Directions
1. In the book description, which nuclear community is named as the place where the plutonium for the first atom bombs was made?
2. Output the book description word for word between "At the same" and "in many countries.", inclusive.

Nuclear energy leaves a legacy of decommissioning, clean up and radioactive waste. The problems persist in specific places and for long after nuclear production has ceased. These places form nuclear oases, in characteristically ‘peripheral’ locations, they are remote, marginal, powerless, defensive and polluted, landscapes of risk.
At the same time they are places which play a pivotal role in nuclear policy making.
This book uses research on nuclear communities to explore social and political context of nuclear policy making. In the early part of the book a historical perspective illuminates the shifting power relations that have helped to shape the persistent political geography of the nuclear industry. Although the geography is established the power of nuclear communities has been strengthened through participation to exercise leverage in decision making. The long-term management of nuclear waste remains a problem without a clear solution in many countries.
The book has a strong comparative and international dimension. Unique insight is given through research into nuclear communities and an involvement in nuclear policy making. There are in-depth studies of nuclear communities in Hanford (USA) where the plutonium for the first atom bombs was made; of La Hague the heart of the French nuclear industry; Gorleben, a focal point of resistance to nuclear in Germany. These studies provide a rich source of comparison with the inside knowledge of policy making in the UK and the role played by its nuclear communities. Overall, the book explains both the failures and the prospects for a solution to the abiding problem of nuclear’s legacy.

Raw data
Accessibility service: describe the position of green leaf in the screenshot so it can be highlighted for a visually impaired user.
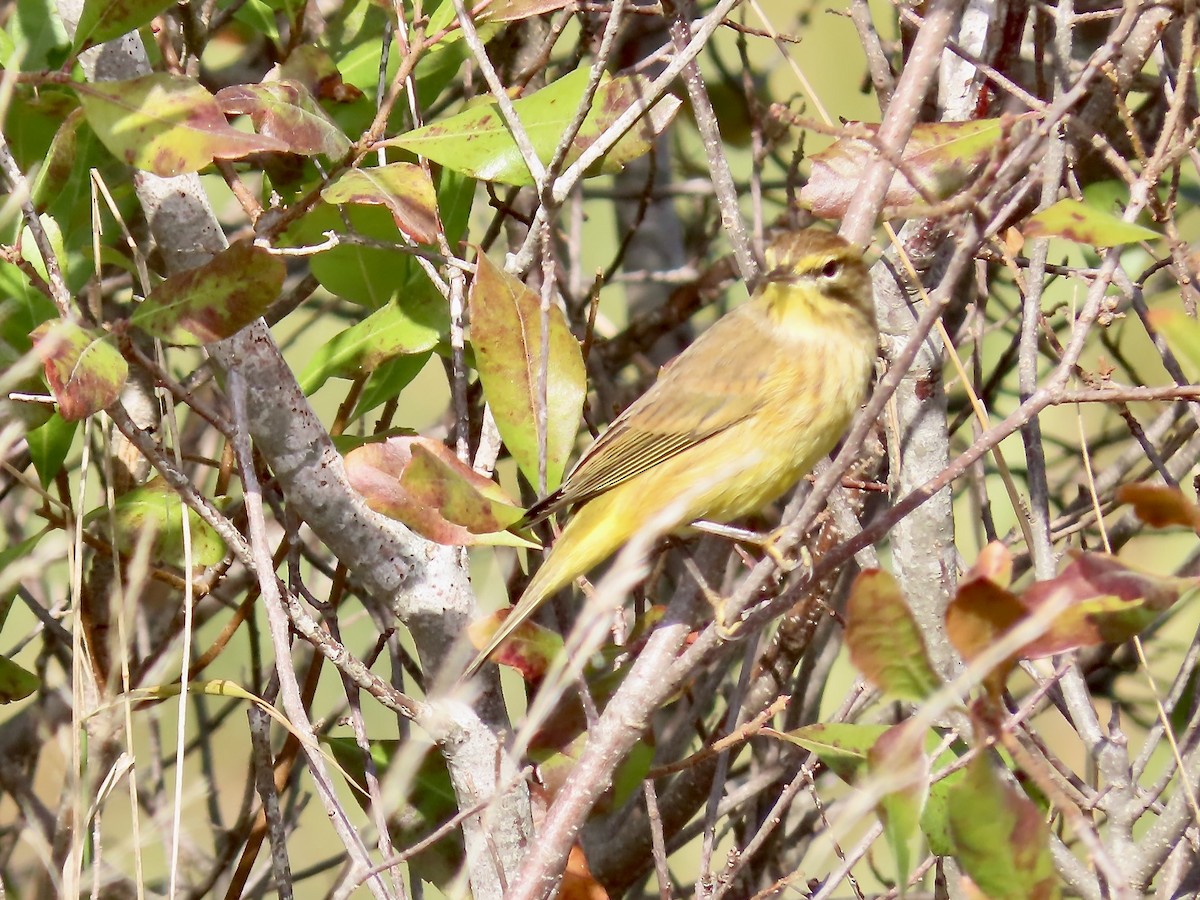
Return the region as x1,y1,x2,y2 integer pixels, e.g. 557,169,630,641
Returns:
346,437,538,547
868,721,929,896
320,162,440,244
468,253,587,491
30,319,130,421
949,754,1062,900
74,0,175,52
383,67,679,187
96,478,226,566
25,413,79,487
300,282,450,394
131,240,287,346
1150,310,1200,380
438,169,476,247
352,353,433,419
1021,198,1162,247
282,203,415,310
763,722,888,784
846,569,941,701
216,80,350,158
0,656,42,703
5,0,71,71
72,72,288,178
1020,551,1176,658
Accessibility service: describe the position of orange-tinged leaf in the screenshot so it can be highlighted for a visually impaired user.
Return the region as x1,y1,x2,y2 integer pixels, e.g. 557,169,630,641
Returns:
946,566,1027,694
74,0,175,50
346,437,538,547
846,569,941,700
469,253,587,491
1117,482,1200,529
467,608,563,682
131,240,287,346
30,319,130,422
216,80,350,158
1020,552,1193,658
800,116,1022,218
1021,197,1162,247
72,72,288,178
964,541,1013,588
949,754,1062,900
320,162,440,244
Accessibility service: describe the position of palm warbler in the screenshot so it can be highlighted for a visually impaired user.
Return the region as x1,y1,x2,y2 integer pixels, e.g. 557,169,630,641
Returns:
467,229,877,676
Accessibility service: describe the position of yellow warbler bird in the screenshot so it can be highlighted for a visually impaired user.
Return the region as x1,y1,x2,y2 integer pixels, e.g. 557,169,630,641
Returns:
467,229,877,676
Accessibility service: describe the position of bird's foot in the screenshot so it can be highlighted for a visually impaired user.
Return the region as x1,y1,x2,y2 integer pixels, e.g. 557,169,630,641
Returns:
691,521,812,575
684,557,740,642
758,527,812,575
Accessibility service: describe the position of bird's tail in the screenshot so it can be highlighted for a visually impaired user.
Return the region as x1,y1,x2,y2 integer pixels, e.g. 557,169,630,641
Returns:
463,497,630,678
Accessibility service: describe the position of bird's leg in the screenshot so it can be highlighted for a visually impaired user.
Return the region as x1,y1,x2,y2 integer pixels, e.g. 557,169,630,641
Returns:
683,557,739,641
691,520,812,574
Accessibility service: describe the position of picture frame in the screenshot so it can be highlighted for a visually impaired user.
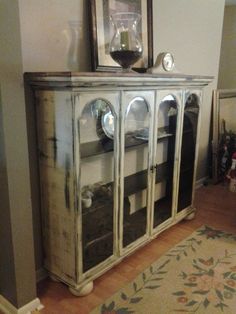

Answers to the exercise
1. Hanford (USA).

2.
At the same time they are places which play a pivotal role in nuclear policy making.
This book uses research on nuclear communities to explore social and political context of nuclear policy making. In the early part of the book a historical perspective illuminates the shifting power relations that have helped to shape the persistent political geography of the nuclear industry. Although the geography is established the power of nuclear communities has been strengthened through participation to exercise leverage in decision making. The long-term management of nuclear waste remains a problem without a clear solution in many countries.